start

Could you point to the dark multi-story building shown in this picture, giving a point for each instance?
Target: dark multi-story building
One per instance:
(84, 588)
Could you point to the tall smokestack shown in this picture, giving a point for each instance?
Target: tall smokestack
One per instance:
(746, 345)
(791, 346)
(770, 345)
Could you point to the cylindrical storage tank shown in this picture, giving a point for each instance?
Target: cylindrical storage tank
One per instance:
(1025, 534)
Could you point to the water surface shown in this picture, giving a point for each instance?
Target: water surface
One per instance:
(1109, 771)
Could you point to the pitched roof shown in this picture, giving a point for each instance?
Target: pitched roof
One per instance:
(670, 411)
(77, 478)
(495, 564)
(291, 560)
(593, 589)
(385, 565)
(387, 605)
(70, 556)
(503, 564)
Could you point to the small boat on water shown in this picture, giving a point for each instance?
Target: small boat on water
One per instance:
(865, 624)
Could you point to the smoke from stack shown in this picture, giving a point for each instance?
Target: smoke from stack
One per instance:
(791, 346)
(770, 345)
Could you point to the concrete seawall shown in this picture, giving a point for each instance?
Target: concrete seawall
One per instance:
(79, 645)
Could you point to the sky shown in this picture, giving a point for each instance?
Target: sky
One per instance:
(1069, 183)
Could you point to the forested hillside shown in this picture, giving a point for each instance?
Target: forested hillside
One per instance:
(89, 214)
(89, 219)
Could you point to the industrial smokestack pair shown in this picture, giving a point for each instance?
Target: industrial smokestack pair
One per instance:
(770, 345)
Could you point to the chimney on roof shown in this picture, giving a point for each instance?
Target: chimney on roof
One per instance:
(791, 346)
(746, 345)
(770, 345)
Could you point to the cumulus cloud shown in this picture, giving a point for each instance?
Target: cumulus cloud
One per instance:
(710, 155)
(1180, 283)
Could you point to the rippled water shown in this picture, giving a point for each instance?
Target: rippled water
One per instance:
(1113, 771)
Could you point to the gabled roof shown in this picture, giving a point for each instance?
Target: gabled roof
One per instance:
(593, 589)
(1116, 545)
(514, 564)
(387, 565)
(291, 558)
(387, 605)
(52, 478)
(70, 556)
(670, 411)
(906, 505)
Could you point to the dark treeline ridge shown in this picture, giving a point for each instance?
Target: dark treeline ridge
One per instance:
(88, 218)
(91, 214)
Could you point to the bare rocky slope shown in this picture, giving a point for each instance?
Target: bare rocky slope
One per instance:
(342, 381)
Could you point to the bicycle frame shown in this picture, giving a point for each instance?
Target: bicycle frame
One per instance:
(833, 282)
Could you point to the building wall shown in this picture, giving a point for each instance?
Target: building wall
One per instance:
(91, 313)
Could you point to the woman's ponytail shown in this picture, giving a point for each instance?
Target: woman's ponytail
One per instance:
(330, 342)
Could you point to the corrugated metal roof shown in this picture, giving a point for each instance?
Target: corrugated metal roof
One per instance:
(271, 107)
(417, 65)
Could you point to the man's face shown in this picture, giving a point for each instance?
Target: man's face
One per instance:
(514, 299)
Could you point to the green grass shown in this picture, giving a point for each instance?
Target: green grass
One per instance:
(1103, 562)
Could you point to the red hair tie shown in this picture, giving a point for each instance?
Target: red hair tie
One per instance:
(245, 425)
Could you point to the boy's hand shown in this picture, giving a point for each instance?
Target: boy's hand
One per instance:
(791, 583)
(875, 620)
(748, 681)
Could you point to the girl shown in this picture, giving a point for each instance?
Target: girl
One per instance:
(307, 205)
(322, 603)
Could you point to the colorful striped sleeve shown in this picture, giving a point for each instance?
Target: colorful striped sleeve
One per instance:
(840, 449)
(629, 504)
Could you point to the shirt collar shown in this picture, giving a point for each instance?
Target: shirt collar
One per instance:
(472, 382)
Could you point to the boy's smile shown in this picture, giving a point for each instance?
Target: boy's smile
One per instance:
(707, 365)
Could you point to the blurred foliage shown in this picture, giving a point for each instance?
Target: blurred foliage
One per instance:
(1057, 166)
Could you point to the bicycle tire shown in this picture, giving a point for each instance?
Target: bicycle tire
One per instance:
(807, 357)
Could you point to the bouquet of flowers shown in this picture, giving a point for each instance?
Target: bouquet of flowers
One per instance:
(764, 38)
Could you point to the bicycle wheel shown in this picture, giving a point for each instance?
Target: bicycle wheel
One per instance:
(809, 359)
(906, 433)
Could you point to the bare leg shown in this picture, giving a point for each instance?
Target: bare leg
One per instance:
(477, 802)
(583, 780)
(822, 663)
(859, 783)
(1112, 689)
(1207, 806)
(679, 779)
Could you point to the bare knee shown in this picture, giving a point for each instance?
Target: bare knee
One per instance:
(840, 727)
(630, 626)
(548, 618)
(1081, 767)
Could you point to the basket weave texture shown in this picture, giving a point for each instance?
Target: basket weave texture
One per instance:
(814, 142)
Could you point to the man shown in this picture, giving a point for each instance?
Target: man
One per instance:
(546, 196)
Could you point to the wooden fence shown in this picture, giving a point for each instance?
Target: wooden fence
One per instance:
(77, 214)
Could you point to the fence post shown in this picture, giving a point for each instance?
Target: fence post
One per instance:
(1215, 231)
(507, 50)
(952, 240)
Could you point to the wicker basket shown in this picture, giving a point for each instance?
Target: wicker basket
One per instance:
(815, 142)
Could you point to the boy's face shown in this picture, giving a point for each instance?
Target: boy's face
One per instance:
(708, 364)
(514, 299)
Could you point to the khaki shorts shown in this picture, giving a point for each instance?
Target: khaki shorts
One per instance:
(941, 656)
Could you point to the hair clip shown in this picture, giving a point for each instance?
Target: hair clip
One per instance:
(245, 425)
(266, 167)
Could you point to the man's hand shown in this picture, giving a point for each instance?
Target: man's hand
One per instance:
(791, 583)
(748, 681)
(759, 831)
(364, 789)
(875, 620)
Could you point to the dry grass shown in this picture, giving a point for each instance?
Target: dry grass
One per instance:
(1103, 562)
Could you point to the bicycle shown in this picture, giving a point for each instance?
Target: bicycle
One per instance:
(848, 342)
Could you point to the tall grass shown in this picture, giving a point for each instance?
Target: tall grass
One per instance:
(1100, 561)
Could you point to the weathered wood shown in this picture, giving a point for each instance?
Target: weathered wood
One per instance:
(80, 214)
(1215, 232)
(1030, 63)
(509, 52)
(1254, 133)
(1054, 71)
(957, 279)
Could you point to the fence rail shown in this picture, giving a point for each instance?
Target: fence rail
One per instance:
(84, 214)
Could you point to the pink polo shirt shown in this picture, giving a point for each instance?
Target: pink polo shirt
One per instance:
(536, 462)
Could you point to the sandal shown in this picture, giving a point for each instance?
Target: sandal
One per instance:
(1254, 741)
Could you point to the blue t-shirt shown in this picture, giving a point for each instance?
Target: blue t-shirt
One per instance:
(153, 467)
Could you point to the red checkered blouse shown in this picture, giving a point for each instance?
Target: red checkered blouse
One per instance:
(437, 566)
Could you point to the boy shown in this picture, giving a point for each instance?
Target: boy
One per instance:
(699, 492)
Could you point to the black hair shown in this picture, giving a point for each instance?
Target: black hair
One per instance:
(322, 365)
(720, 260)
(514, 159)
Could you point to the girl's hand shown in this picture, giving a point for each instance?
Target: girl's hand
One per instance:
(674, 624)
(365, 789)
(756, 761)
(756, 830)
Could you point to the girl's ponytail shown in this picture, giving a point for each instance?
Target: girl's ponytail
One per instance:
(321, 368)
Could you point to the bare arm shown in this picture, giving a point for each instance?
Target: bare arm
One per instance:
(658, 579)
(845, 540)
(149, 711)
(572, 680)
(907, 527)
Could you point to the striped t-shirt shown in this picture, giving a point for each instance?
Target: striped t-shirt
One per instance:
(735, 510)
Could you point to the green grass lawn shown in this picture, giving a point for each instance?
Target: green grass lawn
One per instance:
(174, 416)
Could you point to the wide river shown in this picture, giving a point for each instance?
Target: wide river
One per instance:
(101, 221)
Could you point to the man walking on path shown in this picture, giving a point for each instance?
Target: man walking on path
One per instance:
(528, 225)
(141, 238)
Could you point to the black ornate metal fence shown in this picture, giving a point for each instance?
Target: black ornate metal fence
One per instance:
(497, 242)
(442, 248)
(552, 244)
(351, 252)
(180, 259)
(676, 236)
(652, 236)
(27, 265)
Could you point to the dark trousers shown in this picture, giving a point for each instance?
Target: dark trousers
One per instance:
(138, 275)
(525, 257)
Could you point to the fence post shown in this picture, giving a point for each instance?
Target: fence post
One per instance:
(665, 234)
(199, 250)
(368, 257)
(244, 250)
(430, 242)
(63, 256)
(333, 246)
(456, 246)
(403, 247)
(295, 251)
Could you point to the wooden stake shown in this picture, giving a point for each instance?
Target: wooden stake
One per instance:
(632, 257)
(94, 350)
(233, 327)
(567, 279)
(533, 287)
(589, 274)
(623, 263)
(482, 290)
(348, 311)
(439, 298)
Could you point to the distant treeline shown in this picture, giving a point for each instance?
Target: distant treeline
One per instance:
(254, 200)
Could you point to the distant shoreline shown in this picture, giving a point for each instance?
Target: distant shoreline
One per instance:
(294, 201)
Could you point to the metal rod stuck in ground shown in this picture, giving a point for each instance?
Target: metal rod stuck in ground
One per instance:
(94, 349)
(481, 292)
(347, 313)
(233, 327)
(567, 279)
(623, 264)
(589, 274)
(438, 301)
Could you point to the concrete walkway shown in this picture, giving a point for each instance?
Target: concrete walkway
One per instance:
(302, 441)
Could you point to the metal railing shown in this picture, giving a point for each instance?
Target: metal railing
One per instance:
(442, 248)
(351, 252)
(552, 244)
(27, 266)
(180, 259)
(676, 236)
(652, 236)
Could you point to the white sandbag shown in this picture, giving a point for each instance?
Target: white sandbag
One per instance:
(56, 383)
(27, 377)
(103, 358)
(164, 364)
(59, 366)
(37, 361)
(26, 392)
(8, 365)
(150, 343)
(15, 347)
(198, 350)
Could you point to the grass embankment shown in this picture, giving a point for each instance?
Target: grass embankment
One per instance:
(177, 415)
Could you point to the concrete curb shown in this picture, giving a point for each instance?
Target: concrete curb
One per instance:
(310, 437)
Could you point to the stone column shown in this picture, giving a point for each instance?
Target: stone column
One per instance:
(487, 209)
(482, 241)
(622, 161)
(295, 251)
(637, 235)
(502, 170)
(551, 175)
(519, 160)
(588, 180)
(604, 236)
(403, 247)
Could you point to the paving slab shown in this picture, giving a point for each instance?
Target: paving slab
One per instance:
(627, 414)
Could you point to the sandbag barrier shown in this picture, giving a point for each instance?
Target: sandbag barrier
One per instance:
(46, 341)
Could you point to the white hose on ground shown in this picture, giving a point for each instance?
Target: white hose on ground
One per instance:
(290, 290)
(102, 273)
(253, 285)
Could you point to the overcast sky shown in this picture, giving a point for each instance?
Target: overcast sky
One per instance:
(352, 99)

end

- [WHAT IS BEING ASKED] Edit the entries from the line with "Could you point to the tall smokestack" up to and including the line with "(1069, 183)", changing "pitched roof" to "sloped roof" and leaving everything else the same. Give only those lines.

- [ANSWER BELOW]
Could you point to the tall smokestack shown in this picture, giving a point for each instance?
Target: tall smokestack
One per instance:
(746, 345)
(791, 346)
(770, 345)
Could you point to the cylindrical storage tank shown in this picture, giving a point for each instance?
Target: cylindrical storage tank
One per instance:
(1025, 534)
Could you point to the water surface shown in this picture, giving a point for each instance?
Target: water surface
One per instance:
(1109, 771)
Could you point to the sloped roof shown in this picture, giving a point for each instance?
Target: sloped roof
One per instance:
(670, 411)
(77, 478)
(495, 564)
(291, 560)
(593, 589)
(385, 565)
(387, 605)
(70, 556)
(503, 564)
Could you point to the small boat on water shown in this picture, giving a point for each instance?
Target: small boat on water
One per instance:
(865, 624)
Could you point to the smoke from stack shown in this picture, giving a point for each instance?
Target: smoke from stack
One per instance:
(791, 346)
(770, 345)
Could you point to the concrete seawall shown in this picture, giving a point for each instance?
Target: concrete seawall
One per instance:
(79, 645)
Could you point to the sky shown in this picture, giving a point for each instance?
Target: sky
One per instance:
(1069, 183)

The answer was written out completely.